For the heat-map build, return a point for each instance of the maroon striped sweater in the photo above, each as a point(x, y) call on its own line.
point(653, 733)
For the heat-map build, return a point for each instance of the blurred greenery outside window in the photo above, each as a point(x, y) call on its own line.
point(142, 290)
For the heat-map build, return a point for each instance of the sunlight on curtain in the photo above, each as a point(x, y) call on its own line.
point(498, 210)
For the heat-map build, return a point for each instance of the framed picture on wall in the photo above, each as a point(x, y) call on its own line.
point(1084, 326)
* * * * * * * * *
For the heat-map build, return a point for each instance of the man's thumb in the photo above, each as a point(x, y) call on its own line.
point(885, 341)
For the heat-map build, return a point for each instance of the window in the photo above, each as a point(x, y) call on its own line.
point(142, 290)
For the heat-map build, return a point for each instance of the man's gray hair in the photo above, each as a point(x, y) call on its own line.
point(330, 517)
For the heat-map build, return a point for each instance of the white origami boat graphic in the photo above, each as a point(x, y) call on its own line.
* * * * * * * * *
### EXERCISE BRIEF
Transcribe the entries above word for word, everything from the line containing "of the sunlight" down to the line containing "point(1084, 326)", with both of those lines included.

### OUTPUT BELOW
For the heat-map build, return a point for each instance of the sunlight on curtain in the photo above, each as a point(x, y) call on its own line.
point(498, 210)
For the heat-map build, return a point for each instance of the framed picture on wall in the photo above, each as a point(x, y) call on its own line.
point(1084, 326)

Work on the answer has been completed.